Court of Appeals of the District of Columbia
Apr 4, 1927
19 F.2d 666 (D.C. Cir. 1927)

Opinion

No. 4528.

Submitted February 9, 1927.

Decided April 4, 1927.

Appeal from Supreme Court of District of Columbia.

Suit by Robert I. Braffet, administrator of the estate of Mark P. Braffet, deceased, against Hubert Work, as Secretary of the Interior. Decree for plaintiff, and defendant appeals. Reversed and remanded for modification.

O.H. Graves, of Washington, D.C., for appellant.

Edmund Burke, J.G. Jaeger, and S.H. Rourke, all of Washington, D.C., for appellee.

Before MARTIN, Chief Justice, and ROBB and VAN ORSDEL, Associate Justices.


This appeal is from a mandatory injunction issued by the Supreme Court of the District of Columbia, directing Hubert Work, Secretary of the Interior, to issue a patent to the above-named appellee, Robert I. Braffet, administrator of the estate of Mark P. Braffet, deceased, to certain coal lands situated in the state of Utah.

It appears that Mark P. Braffet, a citizen of the United States, on the 4th day of February, 1918, applied to the officials of the local land office at Salt Lake City, Utah, to purchase as coal land, under section 2347, R.S. (Comp. St. § 4659), the S.E. ¼ of section 32, township 12 south, range 10 east S.L.M.; that on the 13th day of August, 1918, the state of Utah intervened and contested the application, on the ground that at the time the school land grant was made to Utah, under the Enabling Act of July 16, 1894 (28 Stat. 107), the lands in question were not known to be coal lands, and that accordingly at that time title to the said lands vested in the state of Utah.

..........

• [Requirement A] Which lines in the listing below contain the string "traffic"? Return each of those lines in full, treating uppercase and lowercase as different.
The listing is unrelated to the court opinion.

..........

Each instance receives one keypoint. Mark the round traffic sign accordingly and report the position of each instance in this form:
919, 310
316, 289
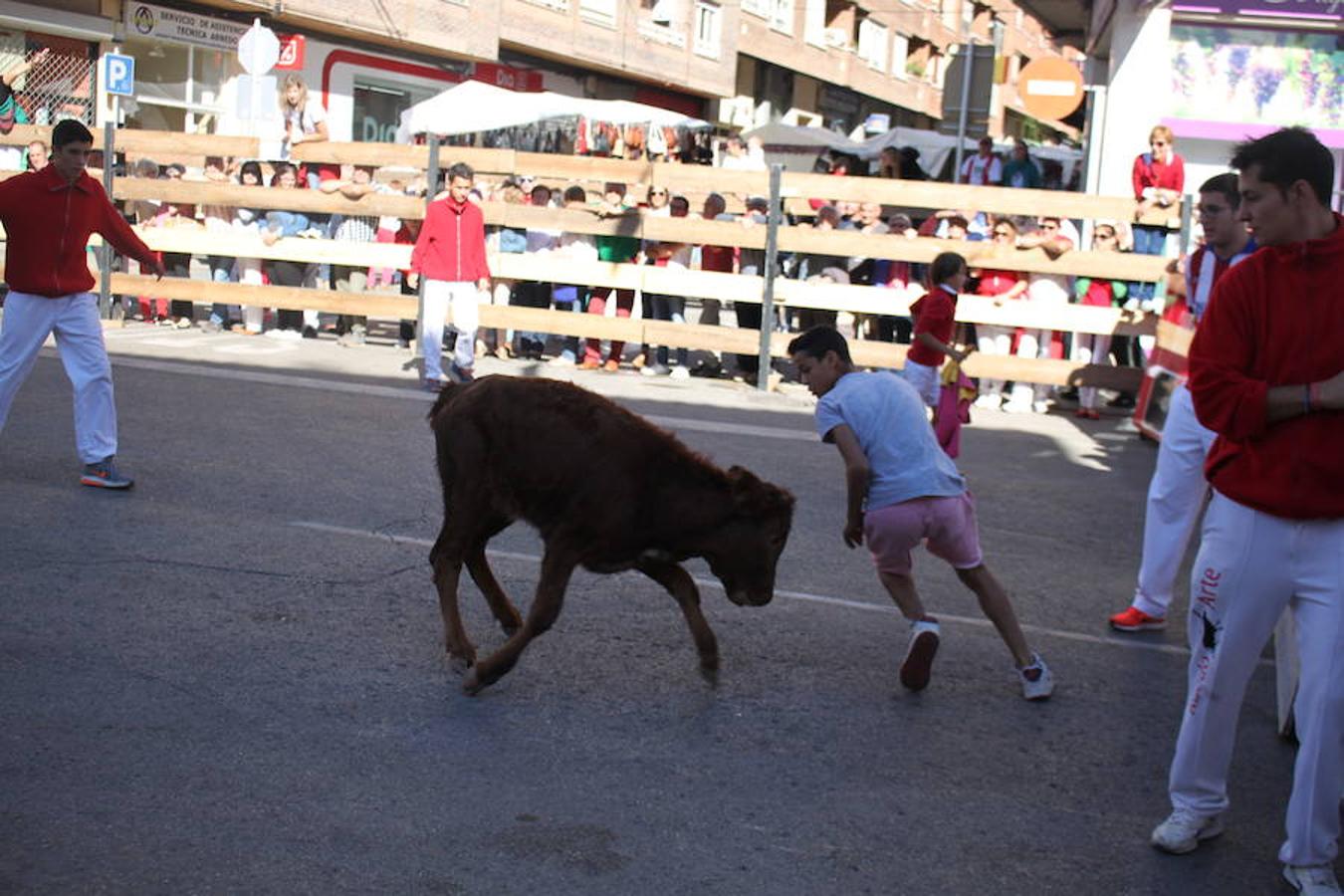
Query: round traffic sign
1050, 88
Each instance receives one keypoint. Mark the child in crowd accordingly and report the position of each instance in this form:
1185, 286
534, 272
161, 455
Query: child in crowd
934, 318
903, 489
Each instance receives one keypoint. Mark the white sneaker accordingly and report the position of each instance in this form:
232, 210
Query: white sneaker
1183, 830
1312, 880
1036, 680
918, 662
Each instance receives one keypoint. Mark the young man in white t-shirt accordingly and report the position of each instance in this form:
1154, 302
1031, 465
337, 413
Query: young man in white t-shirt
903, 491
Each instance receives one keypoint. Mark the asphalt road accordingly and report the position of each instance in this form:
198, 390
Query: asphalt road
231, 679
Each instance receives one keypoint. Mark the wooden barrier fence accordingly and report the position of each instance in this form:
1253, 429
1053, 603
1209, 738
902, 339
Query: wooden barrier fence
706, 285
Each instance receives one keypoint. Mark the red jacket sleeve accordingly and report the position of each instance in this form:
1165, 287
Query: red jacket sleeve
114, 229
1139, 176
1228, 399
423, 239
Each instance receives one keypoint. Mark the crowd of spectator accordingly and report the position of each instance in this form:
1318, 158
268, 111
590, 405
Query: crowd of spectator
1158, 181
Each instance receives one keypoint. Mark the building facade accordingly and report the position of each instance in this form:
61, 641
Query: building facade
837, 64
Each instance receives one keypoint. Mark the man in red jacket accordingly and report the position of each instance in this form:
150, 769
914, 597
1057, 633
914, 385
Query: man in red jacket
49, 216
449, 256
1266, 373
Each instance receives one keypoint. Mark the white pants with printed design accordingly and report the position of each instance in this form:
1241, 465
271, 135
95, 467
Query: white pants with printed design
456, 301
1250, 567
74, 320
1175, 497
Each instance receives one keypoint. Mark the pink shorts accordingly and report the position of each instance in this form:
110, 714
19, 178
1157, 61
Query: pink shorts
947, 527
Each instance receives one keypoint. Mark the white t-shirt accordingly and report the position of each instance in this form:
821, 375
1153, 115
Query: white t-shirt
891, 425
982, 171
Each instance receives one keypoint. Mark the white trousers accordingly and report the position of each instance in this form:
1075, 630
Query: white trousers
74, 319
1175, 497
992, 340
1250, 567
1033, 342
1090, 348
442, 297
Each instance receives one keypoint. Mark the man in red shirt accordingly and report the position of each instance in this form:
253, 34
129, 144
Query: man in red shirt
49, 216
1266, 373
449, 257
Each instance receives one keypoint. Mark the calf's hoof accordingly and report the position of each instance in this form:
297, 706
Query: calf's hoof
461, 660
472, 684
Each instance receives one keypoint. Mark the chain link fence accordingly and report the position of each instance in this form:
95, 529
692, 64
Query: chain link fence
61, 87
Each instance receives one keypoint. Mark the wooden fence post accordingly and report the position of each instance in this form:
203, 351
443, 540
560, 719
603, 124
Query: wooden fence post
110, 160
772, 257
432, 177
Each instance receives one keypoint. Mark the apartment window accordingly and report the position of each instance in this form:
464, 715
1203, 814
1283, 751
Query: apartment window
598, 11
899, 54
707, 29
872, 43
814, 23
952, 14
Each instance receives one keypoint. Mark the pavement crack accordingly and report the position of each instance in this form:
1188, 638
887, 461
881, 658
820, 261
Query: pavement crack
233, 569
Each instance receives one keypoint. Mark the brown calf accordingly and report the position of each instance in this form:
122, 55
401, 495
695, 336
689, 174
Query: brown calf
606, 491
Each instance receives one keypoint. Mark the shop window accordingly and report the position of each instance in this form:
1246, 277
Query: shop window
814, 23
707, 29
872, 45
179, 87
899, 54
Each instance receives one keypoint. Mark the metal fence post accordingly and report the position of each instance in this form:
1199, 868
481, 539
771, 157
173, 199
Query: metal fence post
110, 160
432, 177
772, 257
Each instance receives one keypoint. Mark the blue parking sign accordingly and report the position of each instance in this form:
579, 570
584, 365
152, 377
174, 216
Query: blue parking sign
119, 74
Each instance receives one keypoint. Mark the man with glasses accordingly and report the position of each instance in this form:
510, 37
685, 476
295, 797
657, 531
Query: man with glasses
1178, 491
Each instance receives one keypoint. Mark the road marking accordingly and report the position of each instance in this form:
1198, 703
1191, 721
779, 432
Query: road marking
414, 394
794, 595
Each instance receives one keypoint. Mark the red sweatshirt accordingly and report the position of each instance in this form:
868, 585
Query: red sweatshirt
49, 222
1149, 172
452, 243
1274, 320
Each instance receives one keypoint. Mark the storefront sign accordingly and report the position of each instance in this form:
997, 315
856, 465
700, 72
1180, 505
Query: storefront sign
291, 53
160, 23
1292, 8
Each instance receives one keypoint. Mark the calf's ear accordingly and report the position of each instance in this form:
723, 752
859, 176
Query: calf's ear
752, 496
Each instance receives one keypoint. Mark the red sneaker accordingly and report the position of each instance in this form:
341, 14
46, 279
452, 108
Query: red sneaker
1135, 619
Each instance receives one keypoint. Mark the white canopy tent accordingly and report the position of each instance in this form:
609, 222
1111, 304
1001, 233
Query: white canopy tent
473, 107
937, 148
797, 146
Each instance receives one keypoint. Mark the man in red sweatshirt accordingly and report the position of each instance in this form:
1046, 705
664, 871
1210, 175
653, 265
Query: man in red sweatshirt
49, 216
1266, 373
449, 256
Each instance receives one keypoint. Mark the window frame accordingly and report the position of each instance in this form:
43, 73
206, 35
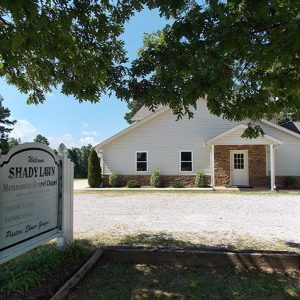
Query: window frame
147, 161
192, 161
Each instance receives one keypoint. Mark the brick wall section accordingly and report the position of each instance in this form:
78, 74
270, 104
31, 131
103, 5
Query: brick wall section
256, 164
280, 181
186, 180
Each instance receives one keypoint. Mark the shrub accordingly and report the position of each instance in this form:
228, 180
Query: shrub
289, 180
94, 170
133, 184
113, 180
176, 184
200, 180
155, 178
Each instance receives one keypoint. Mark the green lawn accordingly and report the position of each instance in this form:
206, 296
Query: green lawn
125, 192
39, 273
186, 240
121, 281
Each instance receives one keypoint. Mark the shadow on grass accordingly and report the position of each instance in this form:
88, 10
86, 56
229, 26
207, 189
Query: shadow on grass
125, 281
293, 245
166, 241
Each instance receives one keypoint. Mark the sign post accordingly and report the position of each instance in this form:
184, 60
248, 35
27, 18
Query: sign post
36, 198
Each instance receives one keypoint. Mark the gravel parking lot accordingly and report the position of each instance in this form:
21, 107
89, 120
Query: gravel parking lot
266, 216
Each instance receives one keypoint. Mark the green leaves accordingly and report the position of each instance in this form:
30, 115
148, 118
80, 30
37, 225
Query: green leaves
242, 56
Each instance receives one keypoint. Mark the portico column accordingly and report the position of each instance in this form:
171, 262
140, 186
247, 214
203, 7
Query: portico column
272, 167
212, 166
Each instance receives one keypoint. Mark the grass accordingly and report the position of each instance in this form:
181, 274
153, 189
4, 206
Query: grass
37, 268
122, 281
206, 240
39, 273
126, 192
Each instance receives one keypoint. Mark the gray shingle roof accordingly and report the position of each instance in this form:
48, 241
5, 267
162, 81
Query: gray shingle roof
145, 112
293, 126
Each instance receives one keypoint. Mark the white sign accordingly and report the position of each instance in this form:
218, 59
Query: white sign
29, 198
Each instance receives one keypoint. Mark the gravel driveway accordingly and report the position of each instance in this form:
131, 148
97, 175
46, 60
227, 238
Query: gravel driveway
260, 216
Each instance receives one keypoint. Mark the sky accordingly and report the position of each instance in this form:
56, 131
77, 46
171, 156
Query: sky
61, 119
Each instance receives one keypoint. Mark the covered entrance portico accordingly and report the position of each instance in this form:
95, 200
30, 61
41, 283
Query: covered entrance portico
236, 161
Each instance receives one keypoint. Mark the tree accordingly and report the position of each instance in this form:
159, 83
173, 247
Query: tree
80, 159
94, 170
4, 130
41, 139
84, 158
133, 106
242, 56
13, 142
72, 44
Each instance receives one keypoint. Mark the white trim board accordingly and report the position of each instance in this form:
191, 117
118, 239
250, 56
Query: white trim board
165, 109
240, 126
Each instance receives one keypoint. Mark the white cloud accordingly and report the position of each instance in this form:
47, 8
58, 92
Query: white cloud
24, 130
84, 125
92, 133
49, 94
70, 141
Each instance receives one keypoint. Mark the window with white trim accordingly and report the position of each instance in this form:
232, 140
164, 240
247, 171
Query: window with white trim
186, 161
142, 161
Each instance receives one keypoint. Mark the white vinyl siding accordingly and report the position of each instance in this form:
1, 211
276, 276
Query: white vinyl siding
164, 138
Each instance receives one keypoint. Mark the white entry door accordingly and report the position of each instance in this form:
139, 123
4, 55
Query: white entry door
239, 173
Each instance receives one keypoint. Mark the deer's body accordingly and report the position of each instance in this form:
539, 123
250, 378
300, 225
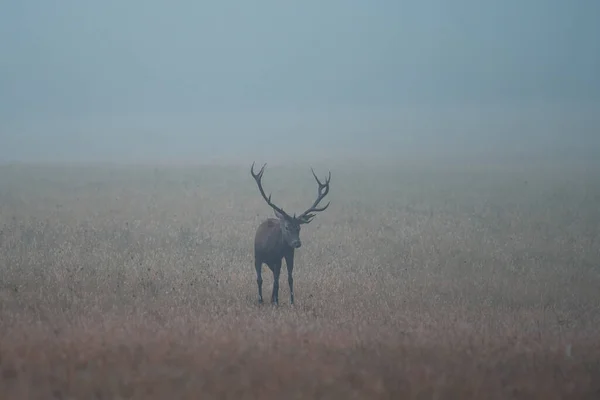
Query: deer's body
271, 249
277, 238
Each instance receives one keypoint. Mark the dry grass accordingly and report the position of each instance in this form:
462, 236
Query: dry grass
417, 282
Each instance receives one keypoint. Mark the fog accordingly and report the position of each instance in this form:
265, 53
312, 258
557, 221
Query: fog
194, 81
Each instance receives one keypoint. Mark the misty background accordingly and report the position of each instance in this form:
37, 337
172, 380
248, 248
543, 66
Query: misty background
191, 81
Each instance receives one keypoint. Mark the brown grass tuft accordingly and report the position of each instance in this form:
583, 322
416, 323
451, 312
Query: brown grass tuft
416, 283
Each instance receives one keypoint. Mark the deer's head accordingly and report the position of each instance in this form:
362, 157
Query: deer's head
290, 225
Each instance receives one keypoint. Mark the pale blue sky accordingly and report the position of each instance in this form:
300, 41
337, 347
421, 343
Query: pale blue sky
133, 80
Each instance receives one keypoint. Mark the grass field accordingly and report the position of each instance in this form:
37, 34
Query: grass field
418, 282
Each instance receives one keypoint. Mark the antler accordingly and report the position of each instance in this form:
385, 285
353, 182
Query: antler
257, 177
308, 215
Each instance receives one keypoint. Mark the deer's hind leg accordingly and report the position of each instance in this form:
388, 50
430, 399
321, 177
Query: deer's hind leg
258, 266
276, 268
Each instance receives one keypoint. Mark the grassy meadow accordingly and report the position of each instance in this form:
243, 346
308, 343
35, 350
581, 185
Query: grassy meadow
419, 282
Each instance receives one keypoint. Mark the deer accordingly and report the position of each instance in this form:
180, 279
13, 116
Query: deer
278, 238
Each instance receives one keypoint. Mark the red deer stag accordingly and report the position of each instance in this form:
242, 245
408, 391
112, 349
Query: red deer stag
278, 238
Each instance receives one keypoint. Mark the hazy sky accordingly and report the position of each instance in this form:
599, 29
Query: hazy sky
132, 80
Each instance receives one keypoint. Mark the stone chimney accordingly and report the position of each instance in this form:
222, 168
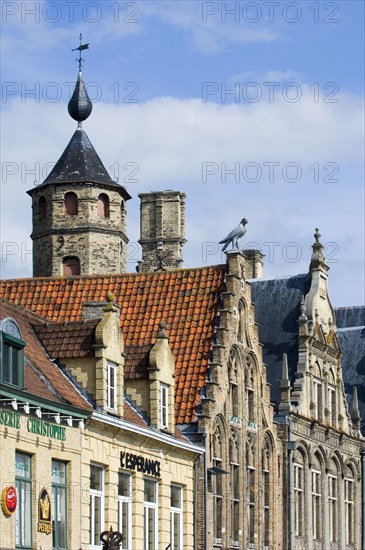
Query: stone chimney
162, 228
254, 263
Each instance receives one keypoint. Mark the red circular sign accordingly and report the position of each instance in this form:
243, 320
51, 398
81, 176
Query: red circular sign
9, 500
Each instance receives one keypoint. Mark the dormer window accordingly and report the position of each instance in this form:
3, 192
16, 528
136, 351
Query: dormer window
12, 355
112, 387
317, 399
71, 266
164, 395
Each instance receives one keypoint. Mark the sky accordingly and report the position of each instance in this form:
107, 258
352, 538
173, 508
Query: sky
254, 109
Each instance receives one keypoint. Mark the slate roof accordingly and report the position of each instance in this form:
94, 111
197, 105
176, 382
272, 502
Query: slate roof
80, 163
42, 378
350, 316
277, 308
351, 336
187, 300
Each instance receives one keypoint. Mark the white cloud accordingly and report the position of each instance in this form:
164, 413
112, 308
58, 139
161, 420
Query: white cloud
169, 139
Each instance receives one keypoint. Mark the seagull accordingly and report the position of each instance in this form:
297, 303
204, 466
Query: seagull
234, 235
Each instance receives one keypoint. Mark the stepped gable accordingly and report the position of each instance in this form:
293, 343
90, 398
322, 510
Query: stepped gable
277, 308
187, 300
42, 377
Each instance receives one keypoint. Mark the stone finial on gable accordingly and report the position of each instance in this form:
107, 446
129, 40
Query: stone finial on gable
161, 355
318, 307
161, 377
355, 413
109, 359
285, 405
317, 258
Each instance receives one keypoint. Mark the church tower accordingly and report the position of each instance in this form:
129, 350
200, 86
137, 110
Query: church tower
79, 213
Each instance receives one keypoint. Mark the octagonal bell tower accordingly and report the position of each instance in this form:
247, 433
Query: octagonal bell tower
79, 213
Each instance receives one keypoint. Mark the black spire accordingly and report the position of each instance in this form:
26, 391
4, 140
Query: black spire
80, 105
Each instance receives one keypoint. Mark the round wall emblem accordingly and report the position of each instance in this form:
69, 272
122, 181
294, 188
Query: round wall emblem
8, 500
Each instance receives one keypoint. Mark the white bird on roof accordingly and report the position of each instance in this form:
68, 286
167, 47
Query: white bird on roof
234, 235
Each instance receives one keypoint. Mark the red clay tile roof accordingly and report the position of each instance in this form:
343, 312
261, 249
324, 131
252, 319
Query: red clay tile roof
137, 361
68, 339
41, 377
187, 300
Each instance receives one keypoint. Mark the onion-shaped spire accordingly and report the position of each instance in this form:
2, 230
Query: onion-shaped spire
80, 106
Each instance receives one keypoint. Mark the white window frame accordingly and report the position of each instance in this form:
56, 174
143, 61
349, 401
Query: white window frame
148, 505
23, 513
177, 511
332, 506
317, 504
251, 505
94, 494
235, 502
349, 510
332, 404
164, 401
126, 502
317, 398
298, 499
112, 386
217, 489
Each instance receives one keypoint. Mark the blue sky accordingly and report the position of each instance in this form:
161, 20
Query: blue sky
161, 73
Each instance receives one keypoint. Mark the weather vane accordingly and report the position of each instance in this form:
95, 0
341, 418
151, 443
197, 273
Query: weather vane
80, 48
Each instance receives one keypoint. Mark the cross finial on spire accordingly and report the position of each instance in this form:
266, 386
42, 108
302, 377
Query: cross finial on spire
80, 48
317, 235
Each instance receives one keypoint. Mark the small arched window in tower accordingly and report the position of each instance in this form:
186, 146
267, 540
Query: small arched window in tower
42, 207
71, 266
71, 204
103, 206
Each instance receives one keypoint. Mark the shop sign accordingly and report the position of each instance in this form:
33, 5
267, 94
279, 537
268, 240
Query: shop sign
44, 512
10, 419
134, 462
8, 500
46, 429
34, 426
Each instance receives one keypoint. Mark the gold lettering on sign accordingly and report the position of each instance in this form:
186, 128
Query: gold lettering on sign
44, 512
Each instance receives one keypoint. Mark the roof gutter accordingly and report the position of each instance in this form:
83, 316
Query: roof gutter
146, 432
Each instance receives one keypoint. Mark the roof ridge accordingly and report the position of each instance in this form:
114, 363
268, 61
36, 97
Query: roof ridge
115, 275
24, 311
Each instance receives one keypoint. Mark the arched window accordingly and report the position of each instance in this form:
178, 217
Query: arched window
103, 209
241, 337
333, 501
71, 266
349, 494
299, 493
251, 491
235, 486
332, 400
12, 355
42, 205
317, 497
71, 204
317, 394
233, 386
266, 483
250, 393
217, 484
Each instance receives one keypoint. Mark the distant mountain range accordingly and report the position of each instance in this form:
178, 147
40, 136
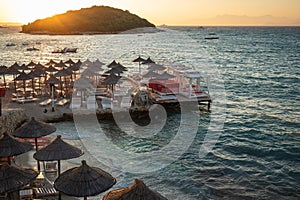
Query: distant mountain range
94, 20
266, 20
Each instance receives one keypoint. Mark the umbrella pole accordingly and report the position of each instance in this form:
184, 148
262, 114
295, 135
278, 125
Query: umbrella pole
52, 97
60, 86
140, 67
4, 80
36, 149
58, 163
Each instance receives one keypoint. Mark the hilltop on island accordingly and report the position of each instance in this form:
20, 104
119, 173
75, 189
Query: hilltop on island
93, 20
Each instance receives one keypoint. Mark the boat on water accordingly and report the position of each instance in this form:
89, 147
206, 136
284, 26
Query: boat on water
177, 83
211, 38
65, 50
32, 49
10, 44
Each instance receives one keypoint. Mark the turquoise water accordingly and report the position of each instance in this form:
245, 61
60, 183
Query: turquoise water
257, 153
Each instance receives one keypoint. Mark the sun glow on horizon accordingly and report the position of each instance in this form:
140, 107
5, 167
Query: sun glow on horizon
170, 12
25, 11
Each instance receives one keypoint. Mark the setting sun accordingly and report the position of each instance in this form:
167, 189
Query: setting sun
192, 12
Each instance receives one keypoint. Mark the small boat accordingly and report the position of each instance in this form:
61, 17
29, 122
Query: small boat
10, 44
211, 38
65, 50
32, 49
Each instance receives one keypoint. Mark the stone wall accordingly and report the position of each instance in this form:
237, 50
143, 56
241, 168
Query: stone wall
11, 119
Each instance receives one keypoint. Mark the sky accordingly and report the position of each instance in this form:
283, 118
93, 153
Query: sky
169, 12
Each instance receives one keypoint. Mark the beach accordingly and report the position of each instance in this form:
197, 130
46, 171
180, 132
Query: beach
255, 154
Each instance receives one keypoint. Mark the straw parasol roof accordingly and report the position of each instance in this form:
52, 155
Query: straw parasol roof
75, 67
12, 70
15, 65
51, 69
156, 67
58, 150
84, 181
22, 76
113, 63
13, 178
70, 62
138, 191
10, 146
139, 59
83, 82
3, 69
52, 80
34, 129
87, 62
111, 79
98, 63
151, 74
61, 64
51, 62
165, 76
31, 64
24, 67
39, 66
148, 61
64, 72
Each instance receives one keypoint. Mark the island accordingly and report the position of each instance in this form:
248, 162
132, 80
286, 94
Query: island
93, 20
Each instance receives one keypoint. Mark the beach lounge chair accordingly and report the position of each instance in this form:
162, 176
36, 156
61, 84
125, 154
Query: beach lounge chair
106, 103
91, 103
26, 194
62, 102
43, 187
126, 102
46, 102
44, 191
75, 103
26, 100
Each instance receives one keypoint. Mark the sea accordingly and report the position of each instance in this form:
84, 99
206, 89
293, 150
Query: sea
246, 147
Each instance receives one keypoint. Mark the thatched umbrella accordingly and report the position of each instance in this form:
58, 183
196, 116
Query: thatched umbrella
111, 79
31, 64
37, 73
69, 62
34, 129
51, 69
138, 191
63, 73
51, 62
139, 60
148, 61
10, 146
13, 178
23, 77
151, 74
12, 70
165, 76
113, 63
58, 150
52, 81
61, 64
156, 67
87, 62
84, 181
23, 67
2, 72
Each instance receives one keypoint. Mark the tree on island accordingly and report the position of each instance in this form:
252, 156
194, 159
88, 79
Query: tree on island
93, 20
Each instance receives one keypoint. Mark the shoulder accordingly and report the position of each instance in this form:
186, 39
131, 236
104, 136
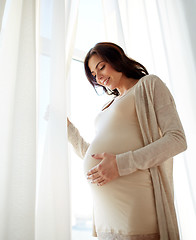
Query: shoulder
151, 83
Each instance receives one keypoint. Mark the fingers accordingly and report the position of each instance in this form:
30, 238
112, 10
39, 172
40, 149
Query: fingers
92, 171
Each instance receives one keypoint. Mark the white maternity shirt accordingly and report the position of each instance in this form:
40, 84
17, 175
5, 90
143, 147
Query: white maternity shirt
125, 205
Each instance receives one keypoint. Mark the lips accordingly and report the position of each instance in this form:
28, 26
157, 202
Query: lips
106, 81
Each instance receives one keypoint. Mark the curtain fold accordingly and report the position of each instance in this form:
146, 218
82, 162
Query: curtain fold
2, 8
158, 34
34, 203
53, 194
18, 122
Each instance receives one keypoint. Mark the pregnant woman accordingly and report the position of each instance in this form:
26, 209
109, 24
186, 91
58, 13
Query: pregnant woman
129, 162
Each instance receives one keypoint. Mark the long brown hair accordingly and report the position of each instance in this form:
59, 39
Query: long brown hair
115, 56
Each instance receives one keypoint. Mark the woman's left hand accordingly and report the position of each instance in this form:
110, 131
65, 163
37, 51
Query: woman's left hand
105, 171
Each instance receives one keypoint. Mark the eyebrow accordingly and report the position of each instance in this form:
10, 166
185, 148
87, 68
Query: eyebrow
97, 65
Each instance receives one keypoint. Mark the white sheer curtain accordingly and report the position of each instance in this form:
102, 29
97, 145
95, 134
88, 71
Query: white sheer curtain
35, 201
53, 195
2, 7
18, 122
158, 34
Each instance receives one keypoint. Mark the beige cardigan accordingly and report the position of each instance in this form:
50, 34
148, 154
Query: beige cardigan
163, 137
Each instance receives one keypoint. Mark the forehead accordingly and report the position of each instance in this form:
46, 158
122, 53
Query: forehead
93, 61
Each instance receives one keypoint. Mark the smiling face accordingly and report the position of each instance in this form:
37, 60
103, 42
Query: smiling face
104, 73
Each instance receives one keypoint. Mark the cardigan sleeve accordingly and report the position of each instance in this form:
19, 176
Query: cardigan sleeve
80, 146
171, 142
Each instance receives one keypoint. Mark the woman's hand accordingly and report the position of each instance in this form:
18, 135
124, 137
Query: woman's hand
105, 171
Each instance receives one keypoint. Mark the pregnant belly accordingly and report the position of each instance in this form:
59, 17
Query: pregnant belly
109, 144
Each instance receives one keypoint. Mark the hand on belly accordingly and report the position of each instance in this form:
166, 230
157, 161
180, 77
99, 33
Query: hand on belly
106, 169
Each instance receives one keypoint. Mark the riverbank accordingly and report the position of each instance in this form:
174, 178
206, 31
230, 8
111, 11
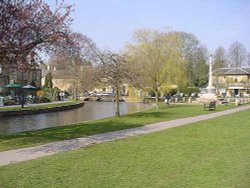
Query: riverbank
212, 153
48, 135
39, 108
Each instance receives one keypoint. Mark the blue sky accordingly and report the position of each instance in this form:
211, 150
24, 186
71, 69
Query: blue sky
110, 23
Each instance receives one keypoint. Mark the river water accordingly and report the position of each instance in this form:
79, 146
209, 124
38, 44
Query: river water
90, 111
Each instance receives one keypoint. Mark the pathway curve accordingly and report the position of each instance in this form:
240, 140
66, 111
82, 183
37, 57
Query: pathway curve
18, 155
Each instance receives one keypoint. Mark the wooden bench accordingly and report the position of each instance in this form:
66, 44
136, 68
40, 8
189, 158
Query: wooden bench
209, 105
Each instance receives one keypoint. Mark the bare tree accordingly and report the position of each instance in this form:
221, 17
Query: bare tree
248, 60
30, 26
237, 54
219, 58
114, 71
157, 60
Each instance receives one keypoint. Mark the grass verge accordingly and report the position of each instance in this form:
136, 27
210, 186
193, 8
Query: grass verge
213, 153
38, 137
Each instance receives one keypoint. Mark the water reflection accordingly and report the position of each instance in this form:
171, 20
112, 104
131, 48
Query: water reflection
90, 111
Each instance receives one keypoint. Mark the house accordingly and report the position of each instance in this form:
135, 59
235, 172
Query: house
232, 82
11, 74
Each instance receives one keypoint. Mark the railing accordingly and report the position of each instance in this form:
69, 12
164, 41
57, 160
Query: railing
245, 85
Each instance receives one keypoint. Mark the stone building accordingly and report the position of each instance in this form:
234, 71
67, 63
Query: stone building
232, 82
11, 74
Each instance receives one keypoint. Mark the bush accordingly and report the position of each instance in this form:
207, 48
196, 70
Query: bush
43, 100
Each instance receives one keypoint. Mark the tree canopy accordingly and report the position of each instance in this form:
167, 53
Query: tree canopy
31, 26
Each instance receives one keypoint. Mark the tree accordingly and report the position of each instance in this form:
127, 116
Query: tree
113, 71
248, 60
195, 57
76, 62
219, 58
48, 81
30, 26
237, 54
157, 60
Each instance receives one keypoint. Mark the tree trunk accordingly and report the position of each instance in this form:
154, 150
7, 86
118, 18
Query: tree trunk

..........

• [Requirement B] Can you continue the court opinion from the point where it stops?

• [Exercise output A]
Each instance receives one keypoint. Mark the round traffic sign accordingly and report the position of each instance in this form:
Query: round traffic sign

• [Exercise output B]
At about the same time, the Pleasant Valley Coal Company, hereafter for convenience referred to as the Coal Company, a Utah corporation, intervened in said application on the ground that it held title in fee to said lands under a patent from the state of Utah, alleging that the lands were agricultural only in character, and claimed by the state of Utah under the Enabling Act. The contest proceeded in the local land office, and at the conclusion of appellee's proof the state of Utah moved to dismiss the application, which motion was granted. Appellee appealed to the Commissioner of the General Land Office, where the decision of the local land office was reversed; the Commissioner sustaining the application as valid and holding that appellee was entitled to complete his purchase.

The state of Utah and the Coal Company appealed to the Secretary of the Interior, who reversed the Commissioner, holding that Braffet had prima facie established that the lands were known coal lands at the time of the grant to Utah, but that his application could not be approved, since the presumptive title to the lands was in the state. The Secretary held that the motion to dismiss was erroneous, and remanded the case to the local land office, directing that the state of Utah be permitted to produce further proof, and permitting Braffet, as the "contestant," to continue as such against the claims of Utah.

It is alleged in the answer, which for the purposes of this case must be taken as true, since the case was tried on bill and answer, that subsequent to the decision of the Secretary on July 31, 1922, Braffet and the Coal Company filed motions for rehearing, which were denied. Braffet then petitioned the Secretary for the exercise of supervisory authority, which was denied on December 28, 1922. On that day the state of Utah, through its Attorney General, executed a withdrawal and prayed for a dismissal of its protest, without prejudice, however, to the interests of the Coal Company, alleging that it has no beneficial interest in the land, since on or about May 14, 1902, it had issued a patent therefor to one Laura Bird, who subsequently conveyed the lands to the Pleasant Valley Coal Company.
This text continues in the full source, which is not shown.